**TEXT PASSAGE**
————

During patient enrollment, a clinical trial team must explain the data collection process, how the data will be used, and get patient buy-in to use the monitoring device as needed. During training, patients must fully understand how to use the wearable device, but also the value of patient adherence and continued use throughout the trial.
Additionally, with RPM, clinical trial teams have access to more patient data than ever before. This means they need to invest in data management tools in order to fully understand the data being collected and identify trends.
OSP: Could you please talk about the benefits RPM can help a trial team obtain?
SW: By collecting critical biomarker data at scale, RPM can paint a holistic picture of how the treatment impacts a broad population. This can improve the clinical trial team’s understanding of adverse events, how they present across specific demographics and populations, help determine the viability of the drug and enable pharma companies to bring viable treatment solutions to market faster.
This data can also improve the safety and effectiveness of the trial: By continuously and passively monitoring participant’s vital signs, the trial team can be alerted to any issues throughout the trial and can move quickly to address them, ensuring that the participants’ safety is never at risk.
OSP: Could you share examples of how RPM is currently being put into play?
SW: Current Health is working with health systems and pharmaceutical companies to support COVID-19 monitoring. These organizations are using Current Health’s RPM platform and wearable device to continuously monitor vital sign data, such as oxygen saturation levels as well as body temperature, heart rhythm, respiratory rate and activity levels for patients participating in the studies.
This continuous monitoring ensures the safety of participants as well as provides insight into biometric profiles associated with COVID-19 disease progression. By collecting this large amount of patient information, healthcare companies can accelerate the path to treatment and bring vaccines to market as quickly and safely as possible.
Additionally, we are working with pharma companies who are thinking about how RPM can be used to extend treatment delivery into the home. In particular, we’re seeing considerable growth in clinical trials that are looking to change drug labelling to allow in-home, rather than in-hospital, drug administration. This is particularly true for oncology therapies where adverse reactions can be serious but easily treated if caught early. This shift to at-home therapy is largely driven by patient desire to minimize risk of exposure to COVID-19, which is now supported by technology such as telemedicine and remote patient monitoring that has become widely adopted due to the pandemic.
OSP: How is RPM helping with COVID-19-specific research?
SW: Current Health is currently collaborating with Mayo Clinic to accelerate the identification of COVID-19-positive patients and predict symptom and disease severity in patients, healthcare workers and other at-risk individuals in critical service sectors. Using digital biomarkers collected by Current Health’s FDA-cleared remote monitoring sensors and platform, experts from Mayo Clinic and Current Health are able to expedite identification and assessment of treatment efficacy and improve care for patients with or at risk of COVID-19 infection; through this collaboration, Current Health and Mayo Clinic aim to improve patient outcomes while preserving and optimizing health system capacity worldwide.
OSP: How different do you think the clinical trial landscape post-pandemic will look like, compared to what it was in the months before the virus landed on us?
SW: Clinical trials have been leveraging tools like RPM during the pandemic so they can collect data at scale to accelerate the path to effective treatment and speed up the commercialization of treatments. This trend does not seem to be dissipating, so it is likely to become permanent in the healthcare and clinical trial landscape.

————

Saved entries:

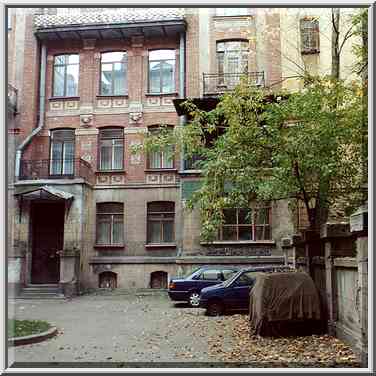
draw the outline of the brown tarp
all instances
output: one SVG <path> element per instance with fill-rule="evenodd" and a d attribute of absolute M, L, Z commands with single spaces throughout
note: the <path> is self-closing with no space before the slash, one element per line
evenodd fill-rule
<path fill-rule="evenodd" d="M 320 326 L 319 295 L 307 273 L 258 274 L 249 304 L 252 334 L 312 334 Z"/>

————

Rewrite the part of the interview on remote patient monitoring that begins at the words "During patient enrollment, a" and stops after "trial team obtain?", putting "remote patient monitoring" in place of "RPM". Rely only on the text for what comes next.

During patient enrollment, a clinical trial team must explain the data collection process, how the data will be used, and get patient buy-in to use the monitoring device as needed. During training, patients must fully understand how to use the wearable device, but also the value of patient adherence and continued use throughout the trial.
Additionally, with remote patient monitoring, clinical trial teams have access to more patient data than ever before. This means they need to invest in data management tools in order to fully understand the data being collected and identify trends.
OSP: Could you please talk about the benefits remote patient monitoring can help a trial team obtain?